### Work request A
In the methylation article below, how often does methylation occur?
### Work request B
Decide whether each statement agrees with the methylation article below, answering yes or no and quoting the words that settle it: (i) Methylation helps repair DNA daily. (ii) The article recommends eating as much animal protein as possible. (iii) Smoking makes vitamin B12 inactive.
### Work request C
Write the next part of the methylation article that appears below, picking up after its final sentence.

### Selected extract
---

How to Maximize Your Methylation
Have you ever heard of methylation? It’s time you did. After all, it’s the key to healthy aging, and we are all aging, no matter our age.
Dr. Mark Hyman explains that methylation is “a key biochemical process that is essential for the proper function of almost all of your body’s systems. It occurs billions of times every second; it helps repair your DNA on a daily basis…and…To keep methylation running smoothly you need optimal levels of B vitamins. Without enough B vitamins methylation breaks down, and the results can be catastrophic. In some cases we see birth defects like spina bifida, Down’s syndrome, and miscarriage. [You are also] at higher risk for conditions like osteoporosis, diabetes, cervical dysplasia and cancer, colon cancer, lung cancer, depression, pediatric cognitive dysfunction, and cardiovascular disease.”
The solution? Maximizing your Methylation
DNA, the code of life, is controlled by the biochemical process of methylation. In order to maintain this process, we must ensure we are avoiding things that break down the process. And according to Dr. Andrew Rostenberg, we need to optimize our genes by optimizing our methylation pathways. This can be done by ensuring we take in the proper nutrients, in this case primarily certain B vitamins.
How is this done?
Essentially, we need to eat plenty of leafy greens, whole grains, fruits, and beans. In addition, we need to pay specific attention to our vitamin B6 and B12 intake, ensuring that we take in enough fats – in the form of oily fish, egg yolks, meats, and liver – but not too much animal protein (it can lead to increased homocysteine, which you don’t want).
Minimize things that up the homocysteine levels and lower B vitamin absorption
However, too much of certain things deplete the B vitamins by raising homocysteine levels, such as excess sugar, saturated fat, alcohol, animal protein, as mentioned above, and caffeine. Smoking, of course, must be ceased immediately, as it causes the B6 vitamin to become inactive. Additionally, certain medications should be stopped or limited (consult your physician before stopping any medication) if they are contributing to diminished B vitamin absorption, such as Dilantin, oral contraceptives, acid blockers, and others.

---

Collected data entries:
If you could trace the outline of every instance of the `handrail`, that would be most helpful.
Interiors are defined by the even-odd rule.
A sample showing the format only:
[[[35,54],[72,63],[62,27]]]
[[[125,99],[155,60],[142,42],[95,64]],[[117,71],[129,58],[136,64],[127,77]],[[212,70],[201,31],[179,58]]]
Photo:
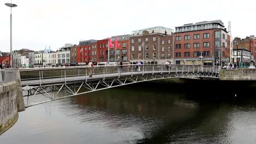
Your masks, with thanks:
[[[108,77],[129,76],[147,74],[170,74],[171,72],[187,73],[209,73],[212,68],[214,71],[218,72],[218,67],[213,66],[202,66],[181,64],[142,64],[140,68],[138,65],[127,64],[123,65],[95,66],[89,68],[83,67],[65,67],[60,68],[20,69],[20,75],[21,81],[26,83],[44,83],[65,82],[70,81],[88,80],[96,77],[104,80]],[[119,73],[119,67],[123,67],[121,74]],[[193,67],[191,68],[191,67]],[[92,68],[89,70],[88,69]],[[140,70],[140,71],[139,71]],[[92,77],[89,77],[89,71],[92,73]]]

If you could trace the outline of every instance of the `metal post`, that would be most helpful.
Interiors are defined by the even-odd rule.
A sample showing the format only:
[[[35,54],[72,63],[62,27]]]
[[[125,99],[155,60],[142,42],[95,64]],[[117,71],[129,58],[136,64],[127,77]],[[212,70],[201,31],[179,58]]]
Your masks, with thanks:
[[[144,61],[145,61],[144,60],[144,41],[143,41],[143,43],[142,44],[142,46],[143,46],[143,64],[144,64]]]
[[[108,64],[109,64],[109,43],[108,41]]]
[[[13,19],[13,16],[11,15],[11,14],[10,14],[10,68],[11,68],[13,67],[13,64],[11,63],[12,62],[12,60],[13,60],[13,57],[11,56],[11,55],[13,54],[12,53],[12,51],[13,51],[13,20],[12,20],[12,19]]]

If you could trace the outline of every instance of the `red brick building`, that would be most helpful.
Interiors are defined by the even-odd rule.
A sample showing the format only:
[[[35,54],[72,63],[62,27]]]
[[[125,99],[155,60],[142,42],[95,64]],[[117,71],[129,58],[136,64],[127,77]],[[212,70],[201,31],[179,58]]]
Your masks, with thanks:
[[[230,62],[230,37],[220,20],[175,28],[175,63],[212,65]]]
[[[144,31],[130,38],[130,61],[145,64],[172,63],[173,35]],[[144,57],[144,58],[143,58]]]
[[[113,46],[109,50],[109,62],[129,64],[130,37],[131,35],[121,35],[111,37]],[[115,38],[118,38],[119,46],[116,47]]]
[[[97,41],[97,62],[108,62],[108,38]]]
[[[78,65],[85,65],[92,59],[92,44],[96,42],[96,40],[79,41],[79,46],[77,47],[77,60]]]

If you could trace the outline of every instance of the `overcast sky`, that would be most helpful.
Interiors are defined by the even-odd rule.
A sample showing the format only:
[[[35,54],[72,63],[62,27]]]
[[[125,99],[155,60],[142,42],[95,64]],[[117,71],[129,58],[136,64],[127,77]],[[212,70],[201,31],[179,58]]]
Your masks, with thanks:
[[[10,8],[0,1],[0,51],[10,51]],[[256,35],[253,0],[12,0],[13,50],[56,50],[155,26],[231,21],[232,37]]]

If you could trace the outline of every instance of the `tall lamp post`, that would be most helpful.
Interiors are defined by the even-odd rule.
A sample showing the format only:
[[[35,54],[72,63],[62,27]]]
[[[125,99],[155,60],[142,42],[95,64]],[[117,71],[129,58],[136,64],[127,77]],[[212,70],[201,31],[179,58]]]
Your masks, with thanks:
[[[13,7],[17,7],[18,5],[16,4],[13,4],[13,3],[5,3],[5,4],[7,6],[9,7],[10,7],[11,8],[11,13],[10,13],[10,68],[12,68],[13,67],[13,64],[11,63],[12,63],[12,60],[13,60],[13,56],[11,55],[12,55],[12,49],[13,49],[13,37],[12,37],[12,15],[11,15],[11,8],[13,8]]]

---

### Exercise answer A
Billions of times every second.

### Exercise answer B
(i) Yes: "it helps repair your DNA on a daily basis"
(ii) No: "but not too much animal protein"
(iii) No: "it causes the B6 vitamin to become inactive"

### Exercise answer C
Monitor age-related or other life and bodily changes that can impact the methylation process
As we age, certain processes contribute to the poor absorption of B vitamins, and should be monitored, like a possible reduction in stomach acid, digestive diseases, and allergies to various foods. Other conditions naturally do the same, like hypothyroidism, toxic exposure that limit vitamin production, kidney failure and pregnancy.
Get checked by your doctor!
To find out how your methylation process is doing, consult your doctor for tests on your blood count (anemia and large red blood cells indicate insufficient methylation), serum/urinary methylmalonic acid, homocysteine, and urinary amino acids. Once these are established, it’s time to maximize your methylation!
Get enough of the green stuff!
Eat at least a cup daily of kale, spinach, mustard, collard or beet greens, bok choy, escarole, and others. These are easily the best options to guarantee optimal methylation (and it’s handy because they’re generally on the list of foods needed to optimize just about every other healthy bodily process too!)
Go for the B’s!
Vitamin B6 and12, as well as folate, can be found in dark leafy greens (again!), whole grains, almonds, asparagus, liver, cheese, walnuts, beans, eggs, fish, wheat germ, and sunflower seeds.
Cut the crap!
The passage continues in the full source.